◆ SOURCE TEXT ◆
_ _ _ _ _ _ _

Montana isn’t taking any chances with the health and wellbeing of its bighorn sheep herds. After attempting to combat disease outbreaks by supplementing healthy sheep from afar, the state is now working to completely eliminate its Tendoy Mountains herd and start over from scratch.

The Tendoy Mountains herd was reintroduced in 1985 with 39 sheep released. Another 14 were released the following year, and by 1987 the herd had grown to 98 animals. Hunting began in 1988 with three ram licenses issued.

The herd totalled 108 sheep by 1991, with hunting pressure increased in 1993 to curb population growth. However, pneumonia ran through the herd that year, affecting all age classes. The ’93 herd, estimated at 154 animals or more with at least 27 lambs, was reduced to a paltry 28 sheep in total.

Hunting was discontinued for two years, and another 19 sheep were brought in during 1997. Ear tags allowed researchers to track the supplemented sheep; the state knew problems were still present when mortality occurred in the new animals as well. Pneumonia claimed all but 16 of the sheep that same year.

By 2015 almost 100 bighorns had been supplementally introduced into the herd, but according to a FWP study, there were only 19 bighorns observed during flyover surveys. The herd was optimistically estimated at 30 to 40 animals.

The decision was made in the fall of 2015 to eradicate the current sheep herd — termed “depopulation” — and start the reintroduction efforts of 1985 all over again, this time with no sick animals to spread lingering diseases.

_ _ _ _ _ _ _

◆ EXERCISE INSTRUCTIONS ◆
Write what comes next in the piece on Montana's Tendoy Mountains bighorn sheep herd, starting after its final sentence. The lines that come next are separate material, unrelated to the Tendoy Mountains bighorn sheep piece.

◆ INFORMATION SHOWN ◆
_ _ _ _ _ _ _

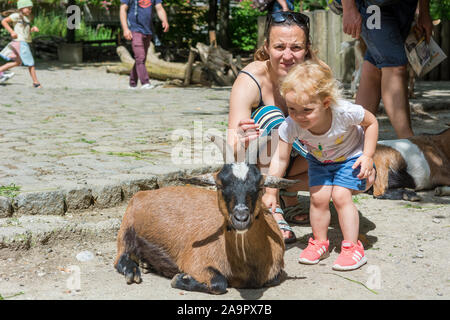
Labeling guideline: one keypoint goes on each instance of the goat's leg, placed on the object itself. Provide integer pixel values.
(186, 282)
(129, 268)
(275, 281)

_ _ _ _ _ _ _

◆ EXPECTED OUTPUT ◆
Hunters looking for an animal toward their sheep slam were in luck. The state elected to issue 311 sheep licenses for the 2015 hunting season, all either-sex tags. The licenses were sold for the Tendoy area only, with 287 residents and 24 non-residents taking Montana up on its offer.

FWP reported Monday that initial efforts have been successful. There have been 26 sheep taken: 15 ewes, eight rams, and three lambs. Hunters are gladly participating in the research efforts, with 25 of the sheep submitted for lung samples. Lab results are not in as of press time.

If hunters are not able to totally depopulate the herd, Montana will take the remaining sheep and donate the meat to a local food bank.

Air and ground surveys will continue to ensure the herd is truly wiped out. Once that is confirmed, reintroduction efforts may begin as soon as the winter of 2016-17. However, the state will more than likely wait a full year before bringing new bighorns into the mountain range.